**REQUEST**.
In the material below, swap "dark hair" for "brown hair" and write out again only the lines starting at the one that contains "the woman's dark" and ending at the end of the material, with everything else unchanged.
━━━━━━━━━━━━━━━━━━━━━━━━━━━━━━
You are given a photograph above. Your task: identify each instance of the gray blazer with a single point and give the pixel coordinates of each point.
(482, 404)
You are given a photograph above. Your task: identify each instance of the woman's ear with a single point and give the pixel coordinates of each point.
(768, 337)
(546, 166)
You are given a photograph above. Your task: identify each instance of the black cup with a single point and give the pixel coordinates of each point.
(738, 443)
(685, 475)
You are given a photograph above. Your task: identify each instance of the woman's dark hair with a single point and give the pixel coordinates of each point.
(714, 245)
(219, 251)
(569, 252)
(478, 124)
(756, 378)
━━━━━━━━━━━━━━━━━━━━━━━━━━━━━━
**ANSWER TO THIS EXERCISE**.
You are given a photograph above. Your task: identify each instance of the woman's brown hair with a single point and give the pixel coordinates of each point.
(714, 245)
(219, 251)
(569, 252)
(478, 124)
(756, 378)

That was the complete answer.